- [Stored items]

-- BEGIN --

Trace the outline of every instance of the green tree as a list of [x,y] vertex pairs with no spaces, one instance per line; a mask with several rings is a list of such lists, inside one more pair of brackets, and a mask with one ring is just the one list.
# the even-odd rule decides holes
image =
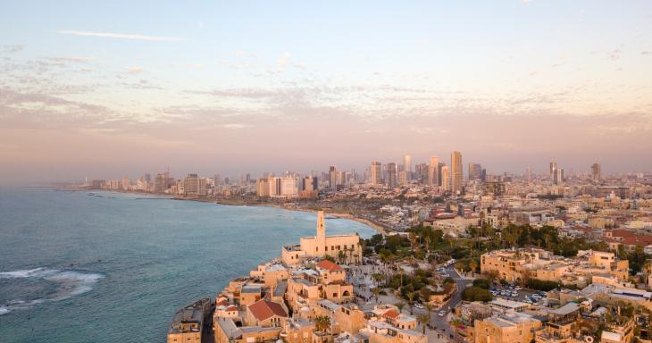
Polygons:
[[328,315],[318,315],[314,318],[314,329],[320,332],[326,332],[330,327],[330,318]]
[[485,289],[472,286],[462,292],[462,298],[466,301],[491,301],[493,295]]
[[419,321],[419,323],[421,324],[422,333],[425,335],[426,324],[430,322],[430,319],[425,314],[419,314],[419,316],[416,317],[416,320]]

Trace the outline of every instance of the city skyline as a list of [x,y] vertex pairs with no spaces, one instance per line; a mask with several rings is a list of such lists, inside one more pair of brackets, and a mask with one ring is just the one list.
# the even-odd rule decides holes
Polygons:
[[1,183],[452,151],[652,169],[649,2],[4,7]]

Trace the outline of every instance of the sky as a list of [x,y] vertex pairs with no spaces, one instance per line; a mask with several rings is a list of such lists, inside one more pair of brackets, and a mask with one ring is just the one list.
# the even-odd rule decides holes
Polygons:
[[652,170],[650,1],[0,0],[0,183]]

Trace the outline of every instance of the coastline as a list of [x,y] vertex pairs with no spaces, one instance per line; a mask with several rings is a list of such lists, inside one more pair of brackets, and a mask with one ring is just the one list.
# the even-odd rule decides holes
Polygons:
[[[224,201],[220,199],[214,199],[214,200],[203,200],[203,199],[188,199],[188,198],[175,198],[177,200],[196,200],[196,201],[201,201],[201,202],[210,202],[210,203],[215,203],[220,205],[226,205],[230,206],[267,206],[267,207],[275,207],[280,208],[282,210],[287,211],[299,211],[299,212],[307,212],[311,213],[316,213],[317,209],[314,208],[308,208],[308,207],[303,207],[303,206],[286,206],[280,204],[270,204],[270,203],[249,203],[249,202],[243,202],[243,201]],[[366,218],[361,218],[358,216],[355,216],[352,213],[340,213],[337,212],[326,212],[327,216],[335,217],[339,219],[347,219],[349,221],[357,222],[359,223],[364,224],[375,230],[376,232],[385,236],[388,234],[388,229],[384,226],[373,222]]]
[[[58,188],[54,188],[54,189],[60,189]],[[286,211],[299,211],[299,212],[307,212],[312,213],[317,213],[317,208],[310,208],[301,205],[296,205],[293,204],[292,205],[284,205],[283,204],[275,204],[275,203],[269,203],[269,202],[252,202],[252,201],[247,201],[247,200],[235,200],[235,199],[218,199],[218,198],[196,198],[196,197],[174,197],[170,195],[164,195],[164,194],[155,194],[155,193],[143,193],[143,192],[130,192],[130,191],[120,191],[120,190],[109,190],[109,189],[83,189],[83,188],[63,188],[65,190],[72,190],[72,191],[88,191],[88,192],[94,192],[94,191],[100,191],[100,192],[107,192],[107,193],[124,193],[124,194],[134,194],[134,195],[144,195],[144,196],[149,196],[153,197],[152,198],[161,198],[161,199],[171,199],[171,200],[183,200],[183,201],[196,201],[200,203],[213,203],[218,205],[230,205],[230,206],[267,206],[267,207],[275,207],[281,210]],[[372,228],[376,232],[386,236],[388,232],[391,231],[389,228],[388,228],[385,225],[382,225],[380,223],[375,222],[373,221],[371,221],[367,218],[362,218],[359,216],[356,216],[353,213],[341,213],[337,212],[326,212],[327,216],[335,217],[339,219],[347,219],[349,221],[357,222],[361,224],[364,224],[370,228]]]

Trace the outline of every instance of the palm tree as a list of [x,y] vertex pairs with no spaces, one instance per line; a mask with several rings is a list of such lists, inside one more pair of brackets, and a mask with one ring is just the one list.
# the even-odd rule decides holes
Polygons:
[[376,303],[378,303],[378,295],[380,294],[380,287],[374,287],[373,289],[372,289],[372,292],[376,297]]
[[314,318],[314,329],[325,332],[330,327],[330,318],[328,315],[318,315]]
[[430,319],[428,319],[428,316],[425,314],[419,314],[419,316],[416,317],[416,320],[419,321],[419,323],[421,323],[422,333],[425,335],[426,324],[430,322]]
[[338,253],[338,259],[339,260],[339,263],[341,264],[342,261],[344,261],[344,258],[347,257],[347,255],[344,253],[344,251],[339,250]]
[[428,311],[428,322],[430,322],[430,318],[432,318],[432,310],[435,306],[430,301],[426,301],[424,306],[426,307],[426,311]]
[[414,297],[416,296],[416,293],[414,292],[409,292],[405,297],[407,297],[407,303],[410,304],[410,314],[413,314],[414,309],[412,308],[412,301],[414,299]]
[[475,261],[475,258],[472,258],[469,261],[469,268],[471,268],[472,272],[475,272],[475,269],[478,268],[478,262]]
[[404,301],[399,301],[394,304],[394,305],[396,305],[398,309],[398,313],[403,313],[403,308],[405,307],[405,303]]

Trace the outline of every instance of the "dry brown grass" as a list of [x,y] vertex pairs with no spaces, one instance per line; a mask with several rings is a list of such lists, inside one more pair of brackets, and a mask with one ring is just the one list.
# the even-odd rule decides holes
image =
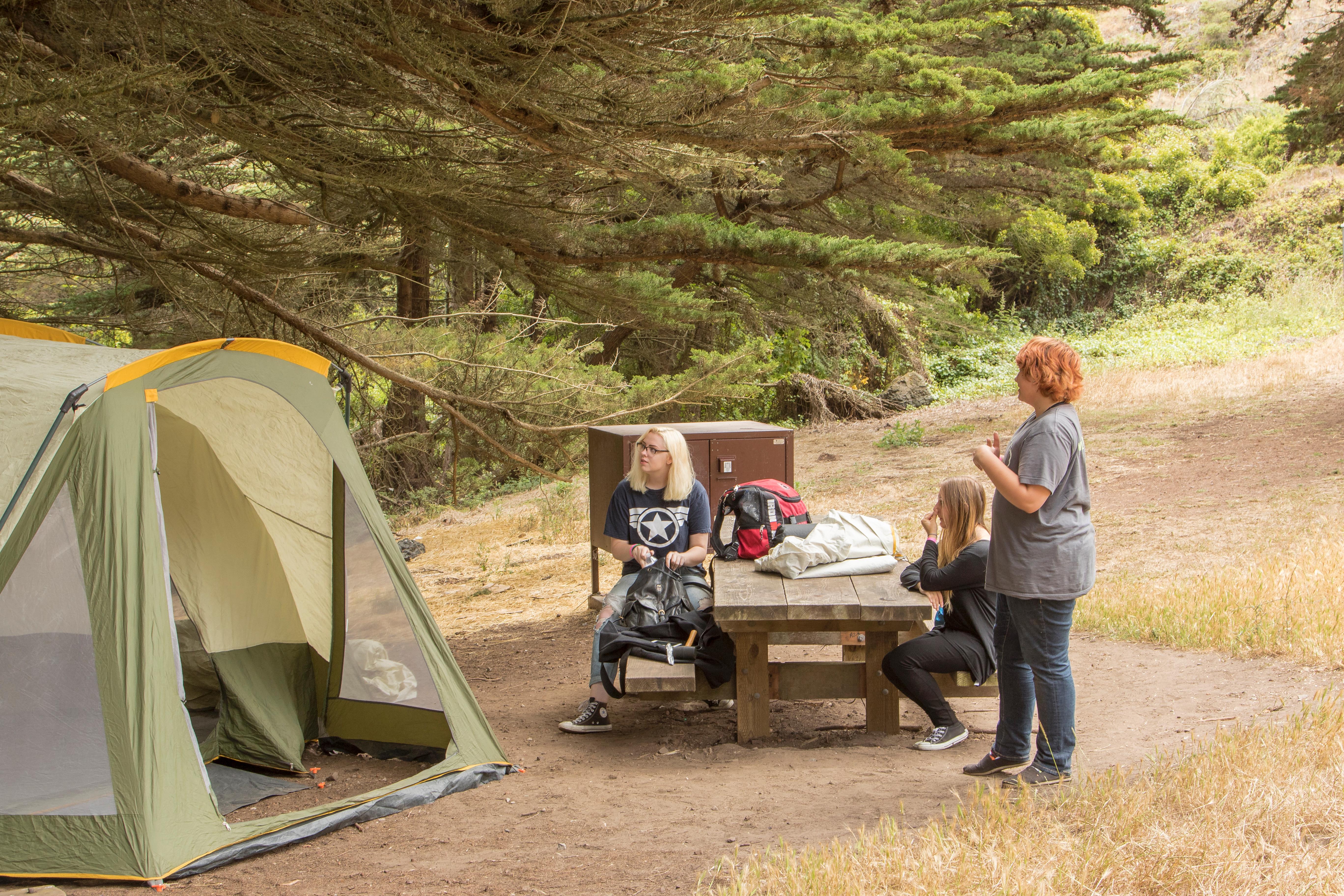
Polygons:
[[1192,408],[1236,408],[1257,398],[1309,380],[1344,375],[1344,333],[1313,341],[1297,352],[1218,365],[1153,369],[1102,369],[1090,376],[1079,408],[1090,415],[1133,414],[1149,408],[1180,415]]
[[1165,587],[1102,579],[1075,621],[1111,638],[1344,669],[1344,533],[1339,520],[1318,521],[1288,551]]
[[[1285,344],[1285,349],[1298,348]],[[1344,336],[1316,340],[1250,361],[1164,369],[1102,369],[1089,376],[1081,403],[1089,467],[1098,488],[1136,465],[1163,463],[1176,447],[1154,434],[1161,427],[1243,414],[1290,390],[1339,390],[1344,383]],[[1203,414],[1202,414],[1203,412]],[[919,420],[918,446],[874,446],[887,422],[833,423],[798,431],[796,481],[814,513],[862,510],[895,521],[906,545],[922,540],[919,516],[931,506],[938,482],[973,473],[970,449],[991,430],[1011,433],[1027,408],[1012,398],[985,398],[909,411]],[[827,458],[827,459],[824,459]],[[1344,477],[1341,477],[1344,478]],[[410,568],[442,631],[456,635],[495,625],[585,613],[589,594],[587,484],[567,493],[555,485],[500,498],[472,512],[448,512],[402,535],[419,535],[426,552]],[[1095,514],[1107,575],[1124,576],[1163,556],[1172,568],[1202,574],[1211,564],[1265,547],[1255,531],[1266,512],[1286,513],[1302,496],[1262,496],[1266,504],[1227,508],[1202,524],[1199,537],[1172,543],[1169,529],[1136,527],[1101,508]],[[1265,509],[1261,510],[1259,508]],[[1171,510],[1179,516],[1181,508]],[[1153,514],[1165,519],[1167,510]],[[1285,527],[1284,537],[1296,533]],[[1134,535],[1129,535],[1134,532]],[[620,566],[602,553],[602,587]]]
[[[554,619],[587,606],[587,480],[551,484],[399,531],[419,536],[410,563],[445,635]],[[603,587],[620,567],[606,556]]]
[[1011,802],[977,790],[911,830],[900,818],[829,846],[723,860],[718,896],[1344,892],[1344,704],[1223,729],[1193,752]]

-- END --

- [SET PROBLEM]
Scale the stretch of the listing from its start through the line containing "[[652,170],[650,1],[0,0],[0,183]]" (both ends included), writing every line out again with the requests included, and multiply every polygon vertex coordinate in the answers by 1.3, rounding to whole numbers with halves rounded up. Omit the pictures from your answer.

- [THE RESULT]
Trace the outline of every instance of the green tree as a list of [x,y] vertex pairs with no spaces, one instance per line; a mask with several rings is a list of such lists, inside one more pair of brackets, and a mask with one ring is just the one list.
# the even-odd rule decides holes
image =
Polygons:
[[426,410],[413,410],[408,413],[408,428],[416,432],[424,432],[429,425],[429,413]]
[[631,376],[614,372],[601,380],[601,387],[606,391],[638,391],[641,384]]
[[545,417],[545,420],[547,421],[549,433],[553,436],[554,421],[559,419],[559,415],[553,408],[545,408],[545,411],[541,412],[541,416]]

Trace the outline of every instance of the city skyline as a list of [x,y] vertex pairs with no spaces, one instance per line; a mask with several rings is a list of such lists, inside one more pair of brackets, and a mask with one ring is just the one list.
# the even-odd rule decides holes
Polygons:
[[1,238],[588,196],[848,220],[844,3],[5,9]]

Trace the outline of every instance of the sky as a list of [x,y] vertex pairs with no spaces, one instance per line; a mask with several rings is a list of such lists, inside one more pair of brackets, and a mask with one ring is just the one list.
# the even-odd rule decides holes
Polygons:
[[848,221],[845,1],[0,0],[0,238]]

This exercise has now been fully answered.